Texte du document:
La technologie a-t-elle la solution à tout, y compris aux défis environnementaux ? L’innovation pour lutter contre le réchauffement de notre planète doit-elle être envisagée par le prisme de la disruption et du toujours plus, ou au contraire par la sobriété et une pensée plus low-tech ? À l’occasion d’une conférence du festival Building Beyond, nous sommes revenus sur ces questions avec Geoffrey Dorne, designer et conférencier. 

L’ADN est partenaire du festival Building Beyond. Organisé par Leonard, la plateforme de prospective et d'innovation du groupe VINCI, l’évènement a pour vocation d’explorer le futur de nos espaces urbains. Et pour cette sixième édition, qui se tient à Paris du 17 au 24 juin, la thématique fil rouge, « Le Futur du déjà-là », résonne fortement avec nos obsessions éditoriales. L’occasion de vous proposer un suivi de l’évènement sous la forme de comptes-rendus de conférences augmentés du regard de nos experts invités.

Données:
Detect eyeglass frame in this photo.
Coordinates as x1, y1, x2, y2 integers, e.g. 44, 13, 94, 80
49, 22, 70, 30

Consignes:
**a)** Traduisez en anglais cette phrase du texte sur le festival Building Beyond : « L’ADN est partenaire du festival Building Beyond. »
**b)** Renvoyez à l'identique le passage du texte sur le festival Building Beyond qui commence par « L’ADN est partenaire » et se termine par « nos experts invités. ».
**c)** Selon le texte sur le festival Building Beyond, quelle est la thématique fil rouge de la sixième édition ?

Réponses:
**a)** L’ADN is a partner of the Building Beyond festival.

**b)**
L’ADN est partenaire du festival Building Beyond. Organisé par Leonard, la plateforme de prospective et d'innovation du groupe VINCI, l’évènement a pour vocation d’explorer le futur de nos espaces urbains. Et pour cette sixième édition, qui se tient à Paris du 17 au 24 juin, la thématique fil rouge, « Le Futur du déjà-là », résonne fortement avec nos obsessions éditoriales. L’occasion de vous proposer un suivi de l’évènement sous la forme de comptes-rendus de conférences augmentés du regard de nos experts invités.

**c)** « Le Futur du déjà-là »